Exercise instructions: Where does the word "below" show up in the records? Copy every line that holds it.

Information provided:

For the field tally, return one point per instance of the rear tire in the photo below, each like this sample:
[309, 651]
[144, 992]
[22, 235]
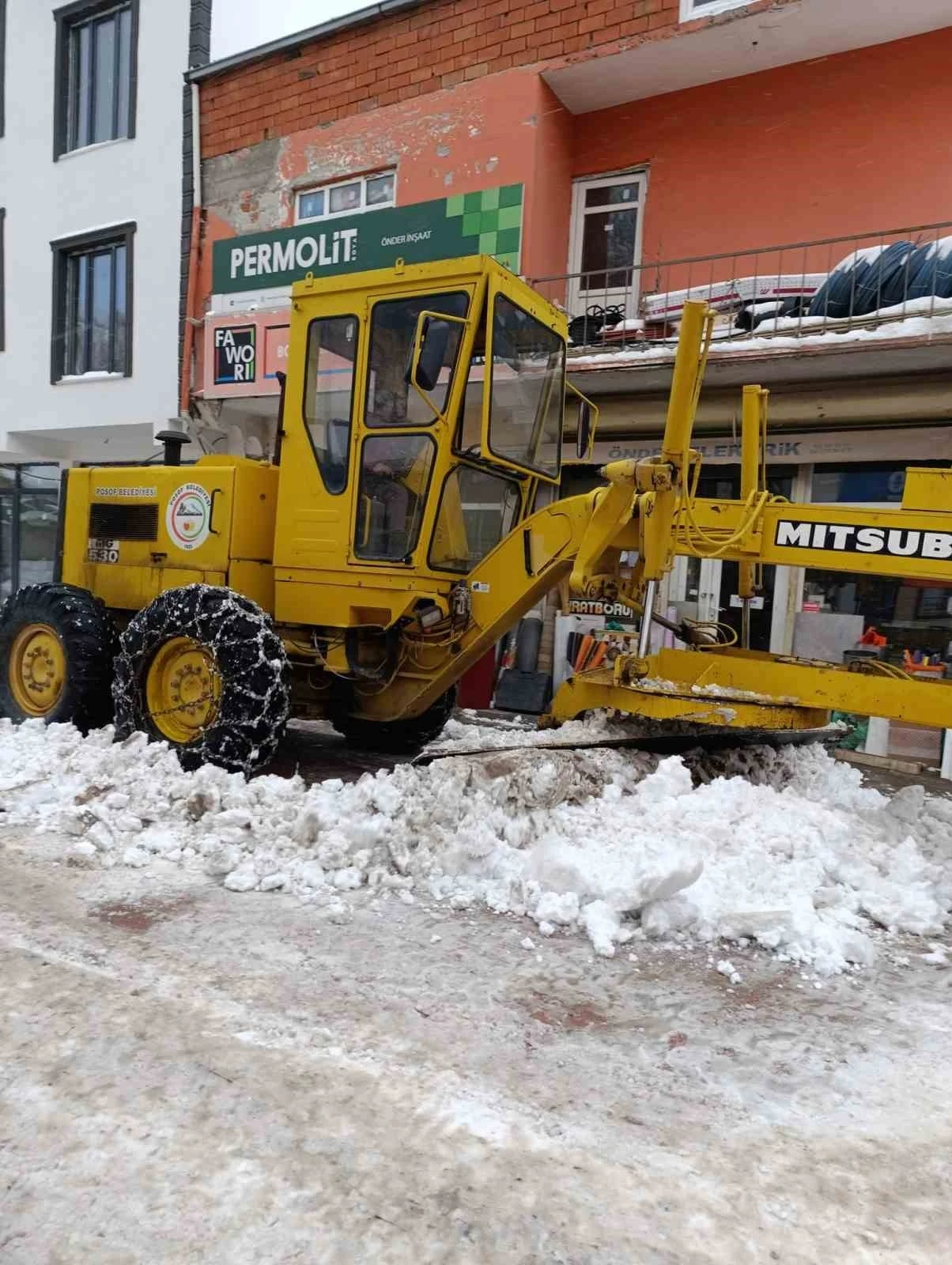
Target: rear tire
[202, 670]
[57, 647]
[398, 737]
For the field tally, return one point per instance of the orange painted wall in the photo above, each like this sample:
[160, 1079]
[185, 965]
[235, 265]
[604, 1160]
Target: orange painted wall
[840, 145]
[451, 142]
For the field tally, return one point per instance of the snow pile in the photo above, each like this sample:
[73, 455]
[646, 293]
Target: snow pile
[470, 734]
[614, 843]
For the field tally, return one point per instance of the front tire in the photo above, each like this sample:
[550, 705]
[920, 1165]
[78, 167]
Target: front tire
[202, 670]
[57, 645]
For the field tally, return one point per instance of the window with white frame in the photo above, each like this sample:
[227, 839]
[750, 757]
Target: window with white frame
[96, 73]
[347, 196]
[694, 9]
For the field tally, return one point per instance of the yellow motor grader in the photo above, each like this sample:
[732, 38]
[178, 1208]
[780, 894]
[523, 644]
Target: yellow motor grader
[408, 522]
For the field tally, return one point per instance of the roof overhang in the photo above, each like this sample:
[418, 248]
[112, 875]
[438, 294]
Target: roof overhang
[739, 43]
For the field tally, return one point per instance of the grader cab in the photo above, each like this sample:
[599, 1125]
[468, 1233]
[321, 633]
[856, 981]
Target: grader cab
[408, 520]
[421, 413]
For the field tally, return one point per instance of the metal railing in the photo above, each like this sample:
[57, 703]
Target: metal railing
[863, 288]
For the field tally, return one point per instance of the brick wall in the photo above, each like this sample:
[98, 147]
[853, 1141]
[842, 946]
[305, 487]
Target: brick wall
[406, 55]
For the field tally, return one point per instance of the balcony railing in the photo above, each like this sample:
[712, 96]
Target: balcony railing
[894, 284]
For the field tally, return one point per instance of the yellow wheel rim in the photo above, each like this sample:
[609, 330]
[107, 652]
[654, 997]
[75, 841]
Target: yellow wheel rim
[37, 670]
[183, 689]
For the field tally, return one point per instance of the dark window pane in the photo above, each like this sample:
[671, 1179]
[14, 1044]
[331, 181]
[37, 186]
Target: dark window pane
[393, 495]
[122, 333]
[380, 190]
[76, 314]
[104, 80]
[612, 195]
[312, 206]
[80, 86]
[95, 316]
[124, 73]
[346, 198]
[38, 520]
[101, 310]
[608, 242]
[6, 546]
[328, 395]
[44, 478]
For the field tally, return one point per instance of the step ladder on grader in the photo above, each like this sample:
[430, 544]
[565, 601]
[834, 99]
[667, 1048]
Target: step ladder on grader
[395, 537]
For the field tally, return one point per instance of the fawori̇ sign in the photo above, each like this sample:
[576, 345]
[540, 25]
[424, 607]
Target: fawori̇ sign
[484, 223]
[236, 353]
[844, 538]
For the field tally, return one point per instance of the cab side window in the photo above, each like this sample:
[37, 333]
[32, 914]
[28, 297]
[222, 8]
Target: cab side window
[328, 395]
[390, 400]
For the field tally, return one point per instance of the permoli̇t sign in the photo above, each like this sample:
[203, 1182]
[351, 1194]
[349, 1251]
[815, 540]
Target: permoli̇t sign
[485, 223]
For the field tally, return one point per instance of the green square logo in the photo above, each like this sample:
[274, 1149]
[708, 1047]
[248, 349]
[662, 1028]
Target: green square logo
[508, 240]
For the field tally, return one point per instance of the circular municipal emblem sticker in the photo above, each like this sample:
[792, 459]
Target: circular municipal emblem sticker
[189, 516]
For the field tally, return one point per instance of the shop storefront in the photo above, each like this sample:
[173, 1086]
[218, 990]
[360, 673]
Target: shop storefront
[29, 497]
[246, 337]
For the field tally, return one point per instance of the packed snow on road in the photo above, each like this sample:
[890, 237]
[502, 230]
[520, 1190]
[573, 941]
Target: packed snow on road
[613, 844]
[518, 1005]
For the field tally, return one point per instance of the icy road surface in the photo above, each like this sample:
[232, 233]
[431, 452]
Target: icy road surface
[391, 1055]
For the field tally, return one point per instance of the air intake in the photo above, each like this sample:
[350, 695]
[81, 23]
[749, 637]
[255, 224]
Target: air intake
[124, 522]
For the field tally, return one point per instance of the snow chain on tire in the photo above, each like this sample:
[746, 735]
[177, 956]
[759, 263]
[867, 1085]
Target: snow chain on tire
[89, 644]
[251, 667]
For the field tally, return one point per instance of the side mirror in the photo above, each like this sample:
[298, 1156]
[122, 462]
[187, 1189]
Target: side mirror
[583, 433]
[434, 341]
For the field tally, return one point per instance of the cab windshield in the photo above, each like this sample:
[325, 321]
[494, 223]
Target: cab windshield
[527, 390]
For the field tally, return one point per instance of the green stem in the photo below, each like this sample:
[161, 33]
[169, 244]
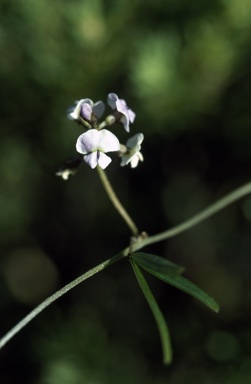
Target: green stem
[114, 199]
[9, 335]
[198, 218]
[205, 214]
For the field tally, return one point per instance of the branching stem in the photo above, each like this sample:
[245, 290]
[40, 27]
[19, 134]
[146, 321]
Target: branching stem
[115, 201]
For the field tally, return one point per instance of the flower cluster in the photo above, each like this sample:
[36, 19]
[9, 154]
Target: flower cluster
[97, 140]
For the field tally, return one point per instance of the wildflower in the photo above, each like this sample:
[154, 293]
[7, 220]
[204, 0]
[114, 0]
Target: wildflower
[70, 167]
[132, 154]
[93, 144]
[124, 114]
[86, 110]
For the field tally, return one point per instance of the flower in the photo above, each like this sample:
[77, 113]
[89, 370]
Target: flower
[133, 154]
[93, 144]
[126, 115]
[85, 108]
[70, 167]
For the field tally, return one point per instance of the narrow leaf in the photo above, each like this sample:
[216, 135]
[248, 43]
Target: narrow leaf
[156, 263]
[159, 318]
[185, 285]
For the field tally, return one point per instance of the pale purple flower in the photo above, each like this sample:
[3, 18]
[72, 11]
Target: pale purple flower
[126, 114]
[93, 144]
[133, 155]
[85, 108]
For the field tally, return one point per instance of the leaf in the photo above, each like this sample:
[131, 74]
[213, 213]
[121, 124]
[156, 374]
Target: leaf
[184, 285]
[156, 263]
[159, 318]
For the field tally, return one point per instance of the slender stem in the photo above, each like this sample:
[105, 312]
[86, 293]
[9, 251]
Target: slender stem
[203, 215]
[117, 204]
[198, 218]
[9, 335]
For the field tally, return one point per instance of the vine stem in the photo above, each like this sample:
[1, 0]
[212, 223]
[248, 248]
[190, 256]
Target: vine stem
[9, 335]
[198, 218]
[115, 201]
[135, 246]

Response box:
For the field tally, return one point per instance of the rear tire in the photo below, each like this sample:
For the field tally, return one point per instance of the green stem in the photo below, each like this sample:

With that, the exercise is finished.